> _JOB 1_:
Starting at the line containing "Guideline: for every instance of the clear" and ending at the close of the listing below, reproduce those lines word for word.

> _GIVEN PASSAGE_:
◇ ◇ ◇ ◇ ◇ ◇ ◇
The level of build-up and promotion behind the release of Lillie: F-65 is proof enough that doom is undoubtedly experiencing a level of renown many veterans of the genre never dreamed they’d see. It’s a good thing, though, this newfound glory: Labels with slightly deeper pockets that never gave much of a whiff in the past step into the picture; tours that never had the chance to reach beyond neighboring terrains begin to unfold; and bands that have persevered while mired in obscurity finally get some much deserved recognition. I suppose it’s a good time to be doomed.
But, as is so often the case, you learn to take the good with the bad. Because the tag has become associated with something so weirdly in vogue at the moment, it winds up getting attached to nearly anything that shows even a glimpse of doom’s crux credo(s) in hopes of netting some portion of what little money is currently getting thrown around. The very notion of something being referred to as “doom folk,” for example, is hilarious to me, yet such a thing apparently exists.
In the end, however, doom in its most unfiltered form will always be outsider metal: plodding, cheerless and stubbornly unwavering in its method. And the crowned kings of outsider doom, the band that cut their teeth by doggedly delivering their version of ‘Sabbath in the extreme’ at punk shows in front of half-baffled/half-infuriated crowds, will always be Saint Vitus. And lo and behold, the abbots have returned with their first album in seventeen years, and their first to feature Scott ‘Wino’ Weinrich behind the mic since 1990’s V.
◇ ◇ ◇ ◇ ◇ ◇ ◇
> _RECORDED INFORMATION_:
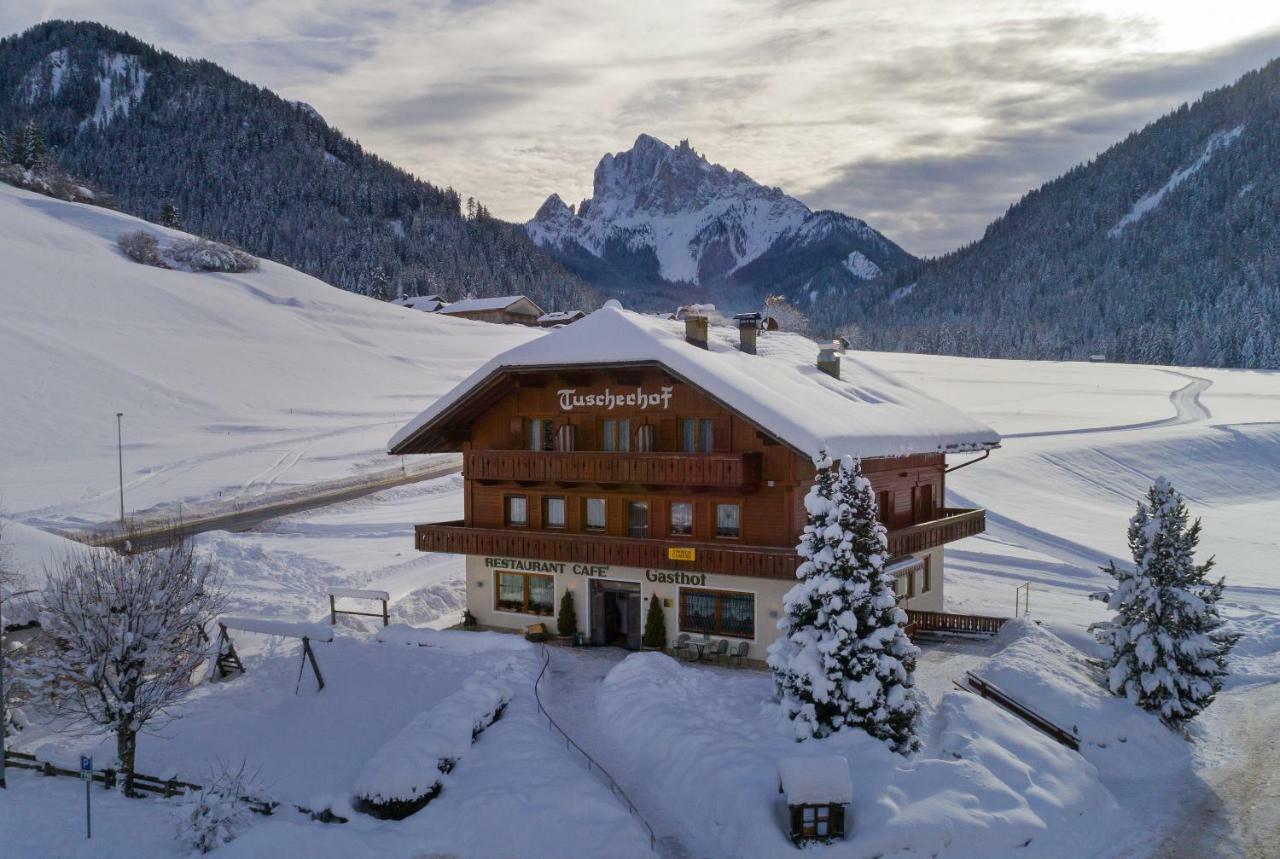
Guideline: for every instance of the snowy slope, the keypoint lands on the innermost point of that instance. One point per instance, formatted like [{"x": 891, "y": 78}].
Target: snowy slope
[
  {"x": 700, "y": 222},
  {"x": 229, "y": 384}
]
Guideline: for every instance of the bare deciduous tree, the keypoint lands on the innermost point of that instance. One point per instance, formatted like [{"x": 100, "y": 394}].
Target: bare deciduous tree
[{"x": 129, "y": 633}]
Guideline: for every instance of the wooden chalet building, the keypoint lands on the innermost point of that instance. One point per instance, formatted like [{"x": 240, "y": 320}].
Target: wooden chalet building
[{"x": 627, "y": 457}]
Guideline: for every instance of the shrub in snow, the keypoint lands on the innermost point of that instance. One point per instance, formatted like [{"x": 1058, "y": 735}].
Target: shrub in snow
[
  {"x": 142, "y": 247},
  {"x": 1168, "y": 648},
  {"x": 202, "y": 255},
  {"x": 567, "y": 621},
  {"x": 407, "y": 771},
  {"x": 842, "y": 659},
  {"x": 656, "y": 625},
  {"x": 218, "y": 813},
  {"x": 129, "y": 633}
]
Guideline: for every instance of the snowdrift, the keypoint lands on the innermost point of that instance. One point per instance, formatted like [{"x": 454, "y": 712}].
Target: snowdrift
[
  {"x": 233, "y": 384},
  {"x": 984, "y": 785}
]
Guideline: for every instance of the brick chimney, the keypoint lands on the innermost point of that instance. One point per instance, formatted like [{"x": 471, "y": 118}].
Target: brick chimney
[
  {"x": 695, "y": 330},
  {"x": 828, "y": 360},
  {"x": 748, "y": 325}
]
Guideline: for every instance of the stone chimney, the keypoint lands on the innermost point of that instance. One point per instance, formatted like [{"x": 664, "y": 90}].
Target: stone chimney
[
  {"x": 828, "y": 360},
  {"x": 695, "y": 330},
  {"x": 748, "y": 327}
]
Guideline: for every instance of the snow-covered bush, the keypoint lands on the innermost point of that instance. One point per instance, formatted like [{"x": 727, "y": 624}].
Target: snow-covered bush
[
  {"x": 844, "y": 659},
  {"x": 202, "y": 255},
  {"x": 218, "y": 813},
  {"x": 1168, "y": 648},
  {"x": 407, "y": 771},
  {"x": 142, "y": 247}
]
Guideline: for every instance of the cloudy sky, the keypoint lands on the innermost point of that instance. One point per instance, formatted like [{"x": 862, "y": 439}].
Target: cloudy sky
[{"x": 924, "y": 118}]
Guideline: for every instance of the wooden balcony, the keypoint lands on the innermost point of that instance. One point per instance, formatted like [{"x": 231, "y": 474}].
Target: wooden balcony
[
  {"x": 754, "y": 561},
  {"x": 954, "y": 524},
  {"x": 737, "y": 470}
]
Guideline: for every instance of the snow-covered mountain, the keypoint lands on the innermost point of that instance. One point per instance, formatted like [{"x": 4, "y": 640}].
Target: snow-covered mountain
[{"x": 663, "y": 222}]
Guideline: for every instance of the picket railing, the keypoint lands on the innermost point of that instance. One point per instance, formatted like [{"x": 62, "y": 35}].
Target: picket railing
[{"x": 592, "y": 763}]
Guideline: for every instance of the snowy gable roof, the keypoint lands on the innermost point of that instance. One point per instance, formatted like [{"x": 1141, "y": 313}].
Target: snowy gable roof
[
  {"x": 816, "y": 781},
  {"x": 865, "y": 414},
  {"x": 499, "y": 302}
]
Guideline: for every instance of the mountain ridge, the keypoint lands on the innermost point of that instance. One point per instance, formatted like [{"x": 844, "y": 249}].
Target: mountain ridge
[{"x": 663, "y": 220}]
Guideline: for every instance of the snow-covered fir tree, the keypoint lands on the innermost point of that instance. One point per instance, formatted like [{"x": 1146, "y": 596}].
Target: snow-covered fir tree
[
  {"x": 1168, "y": 644},
  {"x": 844, "y": 658}
]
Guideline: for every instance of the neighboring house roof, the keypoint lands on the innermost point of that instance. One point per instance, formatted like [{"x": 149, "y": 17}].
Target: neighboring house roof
[
  {"x": 501, "y": 302},
  {"x": 816, "y": 781},
  {"x": 560, "y": 316},
  {"x": 865, "y": 412}
]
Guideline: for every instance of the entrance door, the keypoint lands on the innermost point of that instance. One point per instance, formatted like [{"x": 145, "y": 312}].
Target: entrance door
[{"x": 616, "y": 613}]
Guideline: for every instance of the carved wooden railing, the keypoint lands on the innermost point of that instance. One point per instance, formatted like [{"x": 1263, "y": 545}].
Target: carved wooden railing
[
  {"x": 600, "y": 467},
  {"x": 955, "y": 524},
  {"x": 755, "y": 561}
]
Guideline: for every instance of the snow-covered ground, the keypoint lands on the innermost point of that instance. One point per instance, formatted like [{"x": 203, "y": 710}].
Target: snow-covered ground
[{"x": 231, "y": 384}]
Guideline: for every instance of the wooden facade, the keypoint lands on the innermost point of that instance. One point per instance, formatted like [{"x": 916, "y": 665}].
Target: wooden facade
[{"x": 621, "y": 465}]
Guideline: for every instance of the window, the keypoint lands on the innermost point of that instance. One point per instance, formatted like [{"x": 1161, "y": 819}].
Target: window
[
  {"x": 566, "y": 438},
  {"x": 616, "y": 434},
  {"x": 542, "y": 434},
  {"x": 553, "y": 512},
  {"x": 681, "y": 517},
  {"x": 696, "y": 434},
  {"x": 644, "y": 438},
  {"x": 526, "y": 593},
  {"x": 595, "y": 513},
  {"x": 517, "y": 510},
  {"x": 638, "y": 519},
  {"x": 728, "y": 520},
  {"x": 717, "y": 612}
]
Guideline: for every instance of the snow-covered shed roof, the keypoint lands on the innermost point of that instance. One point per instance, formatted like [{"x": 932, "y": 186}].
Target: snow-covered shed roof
[
  {"x": 816, "y": 781},
  {"x": 865, "y": 412},
  {"x": 472, "y": 305}
]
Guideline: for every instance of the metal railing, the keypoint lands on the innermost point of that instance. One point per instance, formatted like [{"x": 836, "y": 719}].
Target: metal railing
[{"x": 592, "y": 763}]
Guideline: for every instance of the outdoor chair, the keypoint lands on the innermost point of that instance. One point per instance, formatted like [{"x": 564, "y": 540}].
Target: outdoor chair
[{"x": 717, "y": 649}]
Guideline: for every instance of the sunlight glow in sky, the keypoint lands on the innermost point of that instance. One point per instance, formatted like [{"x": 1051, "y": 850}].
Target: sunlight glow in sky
[{"x": 926, "y": 118}]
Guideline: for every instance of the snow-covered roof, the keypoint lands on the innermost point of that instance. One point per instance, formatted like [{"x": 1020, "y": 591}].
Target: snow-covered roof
[
  {"x": 865, "y": 412},
  {"x": 816, "y": 781},
  {"x": 471, "y": 305}
]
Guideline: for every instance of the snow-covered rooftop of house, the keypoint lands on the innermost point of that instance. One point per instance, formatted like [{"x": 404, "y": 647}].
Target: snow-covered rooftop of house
[
  {"x": 816, "y": 781},
  {"x": 865, "y": 412},
  {"x": 469, "y": 305}
]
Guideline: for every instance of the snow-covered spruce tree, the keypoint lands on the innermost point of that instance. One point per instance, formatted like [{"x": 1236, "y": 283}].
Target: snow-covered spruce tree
[
  {"x": 844, "y": 659},
  {"x": 1168, "y": 644},
  {"x": 129, "y": 635}
]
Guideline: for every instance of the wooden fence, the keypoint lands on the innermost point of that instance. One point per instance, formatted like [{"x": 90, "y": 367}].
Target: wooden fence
[{"x": 949, "y": 622}]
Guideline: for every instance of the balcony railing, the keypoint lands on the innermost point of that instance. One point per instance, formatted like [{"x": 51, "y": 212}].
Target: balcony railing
[
  {"x": 720, "y": 558},
  {"x": 755, "y": 561},
  {"x": 600, "y": 467},
  {"x": 955, "y": 524}
]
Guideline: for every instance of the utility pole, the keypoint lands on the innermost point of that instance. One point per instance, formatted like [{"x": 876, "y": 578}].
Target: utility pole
[{"x": 119, "y": 457}]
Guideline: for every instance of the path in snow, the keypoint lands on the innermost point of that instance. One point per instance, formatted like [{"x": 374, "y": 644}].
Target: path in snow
[
  {"x": 572, "y": 682},
  {"x": 1237, "y": 810},
  {"x": 1185, "y": 401}
]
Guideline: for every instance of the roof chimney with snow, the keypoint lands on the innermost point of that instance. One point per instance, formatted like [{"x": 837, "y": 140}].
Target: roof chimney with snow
[
  {"x": 695, "y": 330},
  {"x": 828, "y": 360},
  {"x": 748, "y": 325}
]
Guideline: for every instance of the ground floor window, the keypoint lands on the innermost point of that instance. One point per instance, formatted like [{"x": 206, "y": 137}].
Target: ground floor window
[
  {"x": 717, "y": 612},
  {"x": 528, "y": 593}
]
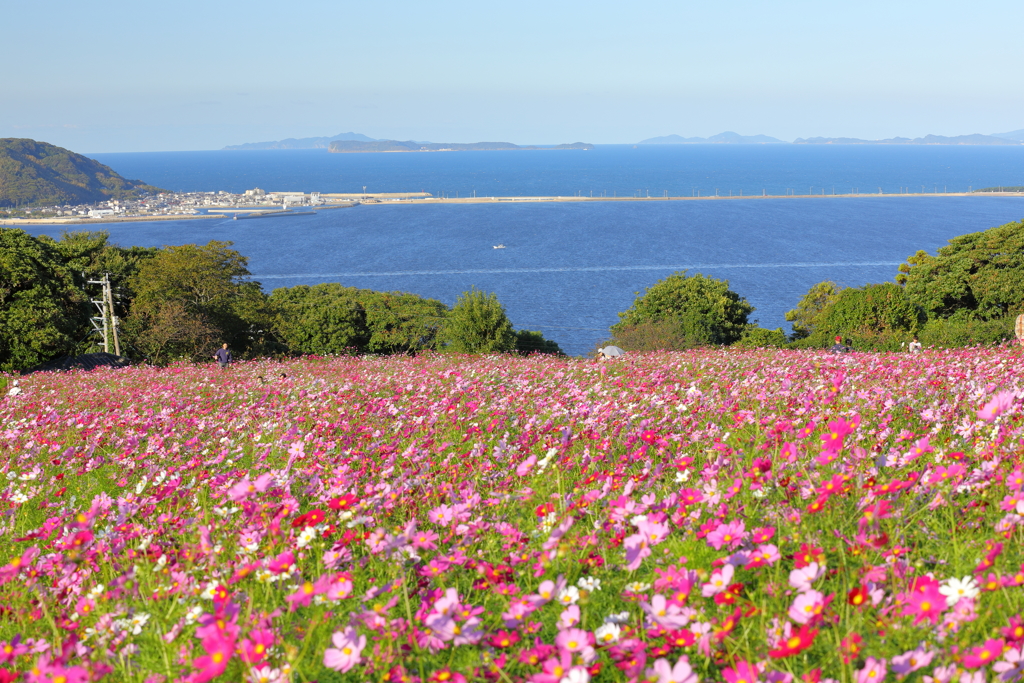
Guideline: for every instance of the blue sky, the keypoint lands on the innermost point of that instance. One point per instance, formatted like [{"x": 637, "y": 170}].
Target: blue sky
[{"x": 123, "y": 76}]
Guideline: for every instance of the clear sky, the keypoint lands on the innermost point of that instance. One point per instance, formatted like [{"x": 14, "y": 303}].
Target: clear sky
[{"x": 120, "y": 76}]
◇ ◇ ◇ ◇ ◇ ◇ ◇
> _JOB 2_:
Rewrite the doom review above, starting at "But, as is so" and ending at "thing apparently exists.", with "hilarious" replaced by "absurd".

> _REPLY 1_:
Guideline: for every instance of the clear sky, the keypoint lands on the innermost point of that instance. One point per instance, formatted like [{"x": 14, "y": 303}].
Target: clear sky
[{"x": 120, "y": 76}]

> _REPLY 2_:
But, as is so often the case, you learn to take the good with the bad. Because the tag has become associated with something so weirdly in vogue at the moment, it winds up getting attached to nearly anything that shows even a glimpse of doom’s crux credo(s) in hopes of netting some portion of what little money is currently getting thrown around. The very notion of something being referred to as “doom folk,” for example, is absurd to me, yet such a thing apparently exists.